— YOUR TASKS —
1. Reproduce the section of the passage on company financial statements that begins at the words "PERSONS ENTITLED TO" and stops after "344(2) of CAMA.".
2. Write the next part of the passage on company financial statements, picking up after its final sentence.

— EXTRACT —

In respect of each year, the directors shall deliver with the annual return to the Commission a copy of the balance sheet, the profit and loss account and the notes on the statements which were laid before the general meeting – section 345(3) of CAMA.
A company’s balance sheet and every copy of it which is laid before the company in general meeting or delivered to the Commission shall be signed on behalf of the board by two of the directors of the company – section 343(1) of CAMA.


PERSONS ENTITLED TO RECEIVE FINANCIAL STATEMENT
A copy of the company’s financial statements for the financial year must, not less than twenty-one (21) days before the date of the meeting at which they are to be laid, be sent to each of the following persons –
1.      Every member of the company (whether or not so entitled);
2.      Every holder of the company’s debentures (whether or not so entitled); and
3.      All persons other than members and debenture holders, being persons so entitled – section 344(1)(a)(b) & (c) of CAMA.
In the case of a company not having a share capital, a copy of financial statement may not be sent to a member who is not entitled to receive notices of general meetings of the company, or to a holder of the company’s debentures who is not so entitled – section 344(2) of CAMA.

— RECORD LIST —
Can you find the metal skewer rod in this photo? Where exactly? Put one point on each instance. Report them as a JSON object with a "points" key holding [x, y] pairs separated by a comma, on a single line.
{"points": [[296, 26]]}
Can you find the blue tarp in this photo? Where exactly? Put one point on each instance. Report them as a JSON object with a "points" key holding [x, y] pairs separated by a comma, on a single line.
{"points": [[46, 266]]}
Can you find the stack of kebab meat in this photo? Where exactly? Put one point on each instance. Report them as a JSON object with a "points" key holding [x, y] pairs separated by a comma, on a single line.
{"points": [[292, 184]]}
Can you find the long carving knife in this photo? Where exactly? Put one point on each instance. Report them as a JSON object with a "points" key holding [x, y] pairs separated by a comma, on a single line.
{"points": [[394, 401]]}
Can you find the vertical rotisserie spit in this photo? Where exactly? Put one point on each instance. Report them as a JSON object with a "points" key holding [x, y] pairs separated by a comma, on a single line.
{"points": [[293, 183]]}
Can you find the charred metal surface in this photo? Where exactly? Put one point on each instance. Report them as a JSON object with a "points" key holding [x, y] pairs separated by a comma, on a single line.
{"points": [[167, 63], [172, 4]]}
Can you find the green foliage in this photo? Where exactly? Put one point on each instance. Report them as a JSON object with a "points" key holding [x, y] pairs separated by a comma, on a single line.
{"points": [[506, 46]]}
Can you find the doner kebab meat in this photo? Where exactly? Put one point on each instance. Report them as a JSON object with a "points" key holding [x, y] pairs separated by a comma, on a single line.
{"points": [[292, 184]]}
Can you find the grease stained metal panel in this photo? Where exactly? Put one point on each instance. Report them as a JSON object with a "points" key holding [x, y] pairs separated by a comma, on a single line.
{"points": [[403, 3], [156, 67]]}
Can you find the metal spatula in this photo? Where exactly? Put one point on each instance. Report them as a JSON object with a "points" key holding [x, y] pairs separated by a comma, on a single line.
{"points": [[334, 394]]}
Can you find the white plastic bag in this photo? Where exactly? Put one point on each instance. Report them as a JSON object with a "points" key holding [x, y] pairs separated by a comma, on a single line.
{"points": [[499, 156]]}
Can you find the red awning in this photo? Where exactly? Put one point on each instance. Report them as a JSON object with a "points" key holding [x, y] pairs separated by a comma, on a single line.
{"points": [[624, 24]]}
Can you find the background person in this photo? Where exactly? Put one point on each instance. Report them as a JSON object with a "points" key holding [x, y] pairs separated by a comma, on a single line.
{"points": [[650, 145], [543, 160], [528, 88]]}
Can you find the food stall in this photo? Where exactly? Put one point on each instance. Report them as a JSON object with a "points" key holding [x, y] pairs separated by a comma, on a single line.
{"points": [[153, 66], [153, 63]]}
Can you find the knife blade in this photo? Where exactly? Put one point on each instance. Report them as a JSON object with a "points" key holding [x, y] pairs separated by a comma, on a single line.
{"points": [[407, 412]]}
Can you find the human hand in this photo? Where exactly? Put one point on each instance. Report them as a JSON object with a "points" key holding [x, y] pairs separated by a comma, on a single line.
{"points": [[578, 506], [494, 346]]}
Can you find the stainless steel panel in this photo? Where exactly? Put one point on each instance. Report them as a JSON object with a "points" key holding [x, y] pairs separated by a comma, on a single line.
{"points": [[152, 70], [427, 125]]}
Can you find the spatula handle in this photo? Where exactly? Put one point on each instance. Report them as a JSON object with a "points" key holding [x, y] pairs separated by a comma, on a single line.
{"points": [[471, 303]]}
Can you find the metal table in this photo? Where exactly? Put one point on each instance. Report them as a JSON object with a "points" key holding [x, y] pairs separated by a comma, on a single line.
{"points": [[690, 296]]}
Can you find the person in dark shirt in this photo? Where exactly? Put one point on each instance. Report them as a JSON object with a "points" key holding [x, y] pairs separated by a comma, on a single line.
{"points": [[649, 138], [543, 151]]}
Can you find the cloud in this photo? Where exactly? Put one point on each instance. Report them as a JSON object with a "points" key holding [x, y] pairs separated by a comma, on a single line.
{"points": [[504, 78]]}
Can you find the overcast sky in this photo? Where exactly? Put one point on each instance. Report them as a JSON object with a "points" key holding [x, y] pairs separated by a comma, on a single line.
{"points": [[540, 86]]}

— ANSWERS FOR THE TASKS —
1.
PERSONS ENTITLED TO RECEIVE FINANCIAL STATEMENT
A copy of the company’s financial statements for the financial year must, not less than twenty-one (21) days before the date of the meeting at which they are to be laid, be sent to each of the following persons –
1.      Every member of the company (whether or not so entitled);
2.      Every holder of the company’s debentures (whether or not so entitled); and
3.      All persons other than members and debenture holders, being persons so entitled – section 344(1)(a)(b) & (c) of CAMA.
In the case of a company not having a share capital, a copy of financial statement may not be sent to a member who is not entitled to receive notices of general meetings of the company, or to a holder of the company’s debentures who is not so entitled – section 344(2) of CAMA.

2.
AUDITORS
The position of auditors is very important in a company. An auditor has enormous powers under the Act. His position and duties are meant to safeguard the interests of the company and investors by certifying compliance with the provisions of the law in relation to preparation of accounts and others.
Where the company operates in contravention of the laws and basic accounting principles or rules recognized by the Act, the auditor may qualify his statutory report or even refuse to certify the accounts.
However, the Act does not define an auditor.
APPOINTMENT OF AUDITORS
The Act requires every company to appoint an auditor or auditors at each general meeting to audit the financial statement of the company and to hold office from the conclusion of that meeting until the conclusion of the next annual general meeting – section 357(1) of CAMA; Avop Plc. v. A. G Enugu State (2000) 7 NWLR (Pt. 644) 260 at 276.
He is appointed for the purpose of carrying out a private audit on the activities of the company and to make his comments thereon – R. v. Shacter (1960).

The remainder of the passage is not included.